◆ **What the task asks**
Every line from the one containing "<point>835,355</point>" through the end of the data is to be copied exactly, and nothing outside that range.

START Exercise data

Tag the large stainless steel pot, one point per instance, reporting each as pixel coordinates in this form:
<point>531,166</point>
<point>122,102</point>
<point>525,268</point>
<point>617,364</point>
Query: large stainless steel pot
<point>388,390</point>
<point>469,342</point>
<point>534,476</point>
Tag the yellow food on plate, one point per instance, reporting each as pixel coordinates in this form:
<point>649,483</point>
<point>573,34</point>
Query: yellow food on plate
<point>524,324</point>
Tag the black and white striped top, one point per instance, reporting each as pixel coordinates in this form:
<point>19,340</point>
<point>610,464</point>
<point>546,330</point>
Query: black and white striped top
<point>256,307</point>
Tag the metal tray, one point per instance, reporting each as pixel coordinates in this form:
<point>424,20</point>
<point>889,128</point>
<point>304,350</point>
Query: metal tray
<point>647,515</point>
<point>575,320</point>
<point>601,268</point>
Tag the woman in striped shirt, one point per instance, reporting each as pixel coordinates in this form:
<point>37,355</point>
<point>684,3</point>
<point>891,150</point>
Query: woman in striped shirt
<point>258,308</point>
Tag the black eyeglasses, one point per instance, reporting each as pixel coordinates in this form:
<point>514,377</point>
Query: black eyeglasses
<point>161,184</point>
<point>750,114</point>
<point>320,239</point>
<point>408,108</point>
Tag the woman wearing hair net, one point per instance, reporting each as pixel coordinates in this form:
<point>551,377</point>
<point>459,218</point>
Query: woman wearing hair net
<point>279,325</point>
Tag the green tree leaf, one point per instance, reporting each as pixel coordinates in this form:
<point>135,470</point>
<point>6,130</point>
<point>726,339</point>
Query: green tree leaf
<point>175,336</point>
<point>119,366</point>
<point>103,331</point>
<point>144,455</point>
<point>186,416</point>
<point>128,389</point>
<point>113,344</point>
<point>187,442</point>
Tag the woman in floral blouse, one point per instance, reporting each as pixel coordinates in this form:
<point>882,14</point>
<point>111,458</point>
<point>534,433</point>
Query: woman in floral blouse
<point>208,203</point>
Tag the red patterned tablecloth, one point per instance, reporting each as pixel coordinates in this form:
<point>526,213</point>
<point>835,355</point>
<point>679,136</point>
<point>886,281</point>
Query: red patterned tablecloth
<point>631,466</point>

END Exercise data

◆ **Your response**
<point>835,355</point>
<point>679,136</point>
<point>886,281</point>
Query: red patterned tablecloth
<point>631,466</point>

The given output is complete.